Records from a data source
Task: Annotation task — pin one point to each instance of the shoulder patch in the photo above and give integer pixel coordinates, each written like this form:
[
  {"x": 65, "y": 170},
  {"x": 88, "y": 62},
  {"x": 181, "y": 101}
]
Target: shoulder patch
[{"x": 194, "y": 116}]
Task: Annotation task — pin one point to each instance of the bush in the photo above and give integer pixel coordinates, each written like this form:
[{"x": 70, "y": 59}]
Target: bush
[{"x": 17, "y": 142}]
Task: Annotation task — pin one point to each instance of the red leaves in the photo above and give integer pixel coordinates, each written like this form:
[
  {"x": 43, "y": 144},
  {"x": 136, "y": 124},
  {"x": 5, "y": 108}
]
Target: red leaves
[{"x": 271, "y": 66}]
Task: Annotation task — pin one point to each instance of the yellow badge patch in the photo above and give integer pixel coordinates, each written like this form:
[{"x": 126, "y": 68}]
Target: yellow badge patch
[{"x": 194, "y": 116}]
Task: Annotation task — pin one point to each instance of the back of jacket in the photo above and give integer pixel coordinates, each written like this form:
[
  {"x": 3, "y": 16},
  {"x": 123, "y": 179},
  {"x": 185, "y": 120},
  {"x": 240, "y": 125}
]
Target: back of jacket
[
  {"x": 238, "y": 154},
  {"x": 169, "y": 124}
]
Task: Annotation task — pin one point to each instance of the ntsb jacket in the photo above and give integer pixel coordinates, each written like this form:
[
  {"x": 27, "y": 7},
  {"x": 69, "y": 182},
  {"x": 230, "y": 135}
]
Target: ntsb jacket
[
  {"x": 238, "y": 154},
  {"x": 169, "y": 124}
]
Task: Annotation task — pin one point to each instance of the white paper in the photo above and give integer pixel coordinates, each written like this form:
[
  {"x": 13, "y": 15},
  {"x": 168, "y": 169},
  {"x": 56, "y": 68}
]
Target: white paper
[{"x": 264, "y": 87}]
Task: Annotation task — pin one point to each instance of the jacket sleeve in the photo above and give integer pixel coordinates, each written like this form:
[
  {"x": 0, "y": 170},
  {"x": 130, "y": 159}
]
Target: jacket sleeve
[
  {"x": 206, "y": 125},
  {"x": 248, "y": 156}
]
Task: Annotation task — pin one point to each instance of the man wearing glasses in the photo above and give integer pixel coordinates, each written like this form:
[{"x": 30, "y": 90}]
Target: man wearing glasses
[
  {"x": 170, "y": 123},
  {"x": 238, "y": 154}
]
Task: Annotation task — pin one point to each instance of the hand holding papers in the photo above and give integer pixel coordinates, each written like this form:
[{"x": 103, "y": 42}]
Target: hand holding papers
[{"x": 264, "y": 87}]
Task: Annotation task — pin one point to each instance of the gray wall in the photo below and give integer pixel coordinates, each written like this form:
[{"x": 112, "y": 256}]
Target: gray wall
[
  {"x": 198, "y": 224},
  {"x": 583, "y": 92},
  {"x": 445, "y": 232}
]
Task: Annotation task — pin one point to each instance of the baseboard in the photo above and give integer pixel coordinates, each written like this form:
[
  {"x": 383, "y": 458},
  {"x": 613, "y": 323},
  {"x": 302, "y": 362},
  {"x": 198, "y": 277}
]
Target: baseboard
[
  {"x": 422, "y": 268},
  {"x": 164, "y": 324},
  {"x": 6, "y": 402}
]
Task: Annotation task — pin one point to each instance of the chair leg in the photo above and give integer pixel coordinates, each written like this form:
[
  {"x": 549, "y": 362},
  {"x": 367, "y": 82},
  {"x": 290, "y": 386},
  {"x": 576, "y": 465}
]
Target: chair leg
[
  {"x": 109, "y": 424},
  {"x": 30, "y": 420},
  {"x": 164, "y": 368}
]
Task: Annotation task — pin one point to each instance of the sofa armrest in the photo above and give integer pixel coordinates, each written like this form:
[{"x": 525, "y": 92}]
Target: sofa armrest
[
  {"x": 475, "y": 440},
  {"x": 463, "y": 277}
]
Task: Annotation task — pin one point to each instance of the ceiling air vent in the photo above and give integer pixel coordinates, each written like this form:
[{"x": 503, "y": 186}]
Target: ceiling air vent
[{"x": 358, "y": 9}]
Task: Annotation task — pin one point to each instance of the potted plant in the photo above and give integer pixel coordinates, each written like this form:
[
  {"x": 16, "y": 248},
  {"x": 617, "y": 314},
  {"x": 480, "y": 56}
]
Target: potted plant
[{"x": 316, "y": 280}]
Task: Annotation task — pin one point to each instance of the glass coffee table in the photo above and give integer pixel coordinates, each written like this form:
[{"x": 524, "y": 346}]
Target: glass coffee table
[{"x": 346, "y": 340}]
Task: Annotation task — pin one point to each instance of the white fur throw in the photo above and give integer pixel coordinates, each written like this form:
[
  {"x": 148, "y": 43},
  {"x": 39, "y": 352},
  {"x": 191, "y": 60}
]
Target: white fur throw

- **Written instruction**: Output these lines as a Markdown table with the columns Number and Record line, numbering each line in order and omitting blank lines.

- **Worked solution**:
| Number | Record line |
|---|---|
| 1 | Task: Annotation task — pin one point to each instance of the shoulder patch in the photo above and give integer pixel coordinates, each written like this form: |
| 2 | [ |
| 3 |   {"x": 65, "y": 170}, |
| 4 |   {"x": 88, "y": 62}, |
| 5 |   {"x": 181, "y": 101} |
| 6 | ] |
| 7 | Target: shoulder patch |
| 8 | [{"x": 194, "y": 116}] |
| 9 | Task: Annotation task — pin one point to each instance of the bush in the photo above and give integer pixel coordinates, each written like this form: |
| 10 | [{"x": 70, "y": 59}] |
| 11 | Target: bush |
| 12 | [{"x": 17, "y": 142}] |
| 13 | Task: Annotation task — pin one point to each instance of the red leaves in the photo above and give integer pixel coordinates, each written like this form: |
| 14 | [ |
| 15 |   {"x": 43, "y": 144}, |
| 16 |   {"x": 136, "y": 124}, |
| 17 |   {"x": 5, "y": 108} |
| 18 | ] |
| 19 | Target: red leaves |
| 20 | [{"x": 271, "y": 66}] |
| 21 | Task: Annotation task — pin one point to each instance of the yellow badge patch in the photo above and give integer pixel coordinates, each written like this form: |
| 22 | [{"x": 126, "y": 68}] |
| 23 | Target: yellow badge patch |
| 24 | [{"x": 194, "y": 116}] |
| 25 | Task: Annotation task — pin one point to each instance of the back of jacket in the photo above and give integer pixel coordinates, each written like this form: |
| 26 | [ |
| 27 |   {"x": 3, "y": 16}, |
| 28 |   {"x": 123, "y": 179}, |
| 29 |   {"x": 185, "y": 120}, |
| 30 |   {"x": 240, "y": 125} |
| 31 | ] |
| 32 | Target: back of jacket |
| 33 | [ |
| 34 |   {"x": 238, "y": 154}, |
| 35 |   {"x": 169, "y": 124} |
| 36 | ] |
| 37 | Task: Annotation task — pin one point to each instance of the ntsb jacket in the photo above and give integer pixel coordinates, each written like this form: |
| 38 | [ |
| 39 |   {"x": 27, "y": 7}, |
| 40 |   {"x": 69, "y": 182}, |
| 41 |   {"x": 230, "y": 135} |
| 42 | ] |
| 43 | Target: ntsb jacket |
| 44 | [ |
| 45 |   {"x": 238, "y": 154}, |
| 46 |   {"x": 169, "y": 124} |
| 47 | ] |
| 48 | Task: Annotation task — pin one point to each instance of the white paper in the photo above and give integer pixel coordinates, each written like this form: |
| 49 | [ |
| 50 |   {"x": 13, "y": 15}, |
| 51 |   {"x": 168, "y": 169}, |
| 52 |   {"x": 56, "y": 68} |
| 53 | ] |
| 54 | Target: white paper |
| 55 | [{"x": 264, "y": 87}] |
| 56 | Task: Annotation task — pin one point to each instance of the jacket sleeve in the photo above and give integer pixel coordinates, each written like this form: |
| 57 | [ |
| 58 |   {"x": 0, "y": 170}, |
| 59 |   {"x": 130, "y": 159} |
| 60 | ] |
| 61 | Target: jacket sleeve |
| 62 | [ |
| 63 |   {"x": 206, "y": 125}, |
| 64 |   {"x": 248, "y": 156} |
| 65 | ] |
| 66 | Task: Annotation task — pin one point to each instance of the man wearing glasses in the photo above and give integer pixel coordinates, each written like this form: |
| 67 | [{"x": 30, "y": 90}] |
| 68 | Target: man wearing glasses |
| 69 | [ |
| 70 |   {"x": 170, "y": 123}, |
| 71 |   {"x": 238, "y": 154} |
| 72 | ] |
| 73 | Task: Annotation task — pin one point to each instance of the hand holding papers in the photo above and give integer pixel coordinates, each written like this form: |
| 74 | [{"x": 103, "y": 42}] |
| 75 | Target: hand holding papers |
| 76 | [{"x": 264, "y": 87}] |
| 77 | Task: Annotation task — pin one point to each instance of the gray wall in the photo below and give integer pixel coordinates, each written like this form: |
| 78 | [{"x": 112, "y": 256}] |
| 79 | Target: gray wall |
| 80 | [ |
| 81 |   {"x": 198, "y": 224}, |
| 82 |   {"x": 583, "y": 92}, |
| 83 |   {"x": 445, "y": 232} |
| 84 | ] |
| 85 | Task: Annotation task — pin one point to each instance of the baseboard in the photo above and give integer pixel coordinates, each written like this form: |
| 86 | [ |
| 87 |   {"x": 383, "y": 458}, |
| 88 |   {"x": 613, "y": 323}, |
| 89 |   {"x": 302, "y": 362}, |
| 90 |   {"x": 198, "y": 277} |
| 91 | ] |
| 92 | Target: baseboard |
| 93 | [ |
| 94 |   {"x": 422, "y": 268}, |
| 95 |   {"x": 164, "y": 324}, |
| 96 |   {"x": 6, "y": 402} |
| 97 | ] |
| 98 | Task: Annotation task — pin one point to each instance of the chair leg in the photo above and give integer pixel coordinates, each written like this form: |
| 99 | [ |
| 100 |   {"x": 549, "y": 362}, |
| 101 |   {"x": 367, "y": 82}, |
| 102 |   {"x": 290, "y": 386}, |
| 103 |   {"x": 576, "y": 465} |
| 104 | ] |
| 105 | Target: chair leg |
| 106 | [ |
| 107 |   {"x": 109, "y": 424}, |
| 108 |   {"x": 30, "y": 420}, |
| 109 |   {"x": 164, "y": 368} |
| 110 | ] |
| 111 | Task: Annotation task — pin one point to each instance of the sofa armrest in the photo above and give integer pixel coordinates, each written like this form: |
| 112 | [{"x": 525, "y": 92}] |
| 113 | Target: sofa armrest |
| 114 | [ |
| 115 |   {"x": 475, "y": 440}, |
| 116 |   {"x": 463, "y": 277} |
| 117 | ] |
| 118 | Task: Annotation task — pin one point to each instance of the ceiling air vent in the photo above and give integer pixel coordinates, each written like this form: |
| 119 | [{"x": 503, "y": 186}] |
| 120 | Target: ceiling air vent |
| 121 | [{"x": 358, "y": 9}] |
| 122 | Task: Annotation task — pin one point to each instance of the potted plant in the photo above and give integer pixel coordinates, each written like this form: |
| 123 | [ |
| 124 |   {"x": 16, "y": 248}, |
| 125 |   {"x": 617, "y": 314}, |
| 126 |   {"x": 480, "y": 56} |
| 127 | ] |
| 128 | Target: potted plant |
| 129 | [{"x": 316, "y": 280}] |
| 130 | Task: Annotation task — pin one point to each instance of the glass coffee table in the photo above and give integer pixel coordinates, each written like this form: |
| 131 | [{"x": 524, "y": 346}] |
| 132 | Target: glass coffee table |
| 133 | [{"x": 346, "y": 340}] |
| 134 | Task: Annotation task — pin one point to each instance of the white fur throw in the photo above and give integer pixel coordinates, each written like this form: |
| 135 | [ |
| 136 |   {"x": 148, "y": 43}, |
| 137 |   {"x": 39, "y": 352}, |
| 138 |   {"x": 191, "y": 60} |
| 139 | ] |
| 140 | Target: white fur throw |